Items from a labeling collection
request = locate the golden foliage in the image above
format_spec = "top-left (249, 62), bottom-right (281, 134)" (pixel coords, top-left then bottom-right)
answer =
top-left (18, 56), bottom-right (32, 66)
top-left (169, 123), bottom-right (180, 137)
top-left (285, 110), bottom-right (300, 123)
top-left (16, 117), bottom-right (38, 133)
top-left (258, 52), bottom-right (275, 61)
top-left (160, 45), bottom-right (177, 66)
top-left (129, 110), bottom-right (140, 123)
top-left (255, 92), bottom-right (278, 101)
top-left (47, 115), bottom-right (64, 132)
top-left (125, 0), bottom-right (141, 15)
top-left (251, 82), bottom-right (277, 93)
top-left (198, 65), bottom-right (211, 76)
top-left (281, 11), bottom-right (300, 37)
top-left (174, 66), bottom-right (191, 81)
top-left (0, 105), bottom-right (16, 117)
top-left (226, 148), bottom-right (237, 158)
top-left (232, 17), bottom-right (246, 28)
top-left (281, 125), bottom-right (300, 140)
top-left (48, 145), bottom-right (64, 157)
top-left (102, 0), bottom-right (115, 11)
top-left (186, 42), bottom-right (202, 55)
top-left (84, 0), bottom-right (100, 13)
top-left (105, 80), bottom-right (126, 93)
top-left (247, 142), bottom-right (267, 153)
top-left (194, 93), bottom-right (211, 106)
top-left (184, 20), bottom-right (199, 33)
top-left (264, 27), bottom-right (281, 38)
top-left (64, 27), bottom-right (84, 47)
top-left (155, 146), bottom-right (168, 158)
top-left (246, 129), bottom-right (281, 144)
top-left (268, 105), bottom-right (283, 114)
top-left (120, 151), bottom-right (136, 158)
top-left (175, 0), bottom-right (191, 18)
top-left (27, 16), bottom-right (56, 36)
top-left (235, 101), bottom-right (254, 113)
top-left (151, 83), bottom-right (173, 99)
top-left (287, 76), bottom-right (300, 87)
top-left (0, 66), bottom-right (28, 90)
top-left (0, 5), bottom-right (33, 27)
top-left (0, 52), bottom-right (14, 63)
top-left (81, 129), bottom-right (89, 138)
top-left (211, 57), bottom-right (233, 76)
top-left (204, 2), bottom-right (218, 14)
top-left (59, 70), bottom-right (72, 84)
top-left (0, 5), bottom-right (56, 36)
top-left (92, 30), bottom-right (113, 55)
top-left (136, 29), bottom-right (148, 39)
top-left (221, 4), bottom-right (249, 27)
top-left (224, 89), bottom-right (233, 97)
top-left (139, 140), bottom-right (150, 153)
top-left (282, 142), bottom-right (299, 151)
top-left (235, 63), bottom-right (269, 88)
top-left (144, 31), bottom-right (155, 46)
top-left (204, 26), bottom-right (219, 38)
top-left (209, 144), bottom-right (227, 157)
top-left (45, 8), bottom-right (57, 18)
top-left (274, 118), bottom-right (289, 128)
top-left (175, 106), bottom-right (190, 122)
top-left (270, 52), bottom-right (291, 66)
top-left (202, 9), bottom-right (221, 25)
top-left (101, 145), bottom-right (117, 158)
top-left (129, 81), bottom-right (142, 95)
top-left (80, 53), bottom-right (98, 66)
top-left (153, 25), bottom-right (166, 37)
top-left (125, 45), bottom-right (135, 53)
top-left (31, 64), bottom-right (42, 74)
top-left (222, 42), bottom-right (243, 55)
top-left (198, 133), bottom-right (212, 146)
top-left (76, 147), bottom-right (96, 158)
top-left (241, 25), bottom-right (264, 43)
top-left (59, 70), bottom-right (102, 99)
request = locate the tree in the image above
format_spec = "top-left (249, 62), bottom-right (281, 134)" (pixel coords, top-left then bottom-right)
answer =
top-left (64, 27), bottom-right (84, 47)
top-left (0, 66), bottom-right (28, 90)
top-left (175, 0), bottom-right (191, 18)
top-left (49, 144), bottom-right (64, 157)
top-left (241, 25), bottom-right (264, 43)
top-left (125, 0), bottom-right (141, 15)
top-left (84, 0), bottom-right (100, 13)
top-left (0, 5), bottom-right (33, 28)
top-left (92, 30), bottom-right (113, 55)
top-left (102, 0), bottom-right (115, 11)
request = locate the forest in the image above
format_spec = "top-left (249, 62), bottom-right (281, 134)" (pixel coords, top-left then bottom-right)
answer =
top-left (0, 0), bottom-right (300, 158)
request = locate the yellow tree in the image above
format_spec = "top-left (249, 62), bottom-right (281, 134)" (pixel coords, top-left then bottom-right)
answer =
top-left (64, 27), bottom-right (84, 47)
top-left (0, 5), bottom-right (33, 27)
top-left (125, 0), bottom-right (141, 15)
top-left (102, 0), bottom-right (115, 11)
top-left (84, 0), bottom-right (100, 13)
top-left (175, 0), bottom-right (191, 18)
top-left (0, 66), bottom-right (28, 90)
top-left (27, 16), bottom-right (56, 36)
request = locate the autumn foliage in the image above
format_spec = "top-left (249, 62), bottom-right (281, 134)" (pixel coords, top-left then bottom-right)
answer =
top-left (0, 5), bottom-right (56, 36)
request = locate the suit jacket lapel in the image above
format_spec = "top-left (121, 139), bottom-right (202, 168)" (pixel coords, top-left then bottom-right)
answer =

▶ _Problem details_
Rewrite the lines of the material starting at the one containing "request = locate the tree in the image above" and ending after the one containing "top-left (0, 0), bottom-right (300, 158)", changing every "format_spec" to "coordinate_format" and leaving all else the same. Give only those lines.

▶ _Exercise result_
request = locate the tree in the image above
coordinate_format = "top-left (249, 62), bottom-right (281, 134)" (pixel coords, top-left then bottom-right)
answer =
top-left (64, 27), bottom-right (84, 47)
top-left (0, 66), bottom-right (28, 90)
top-left (175, 0), bottom-right (191, 18)
top-left (49, 144), bottom-right (64, 157)
top-left (241, 25), bottom-right (264, 43)
top-left (125, 0), bottom-right (141, 15)
top-left (84, 0), bottom-right (100, 13)
top-left (0, 5), bottom-right (33, 28)
top-left (92, 30), bottom-right (113, 55)
top-left (102, 0), bottom-right (115, 11)
request = locate the forest in the image above
coordinate_format = "top-left (249, 62), bottom-right (281, 134)" (pixel coords, top-left then bottom-right)
answer =
top-left (0, 0), bottom-right (300, 158)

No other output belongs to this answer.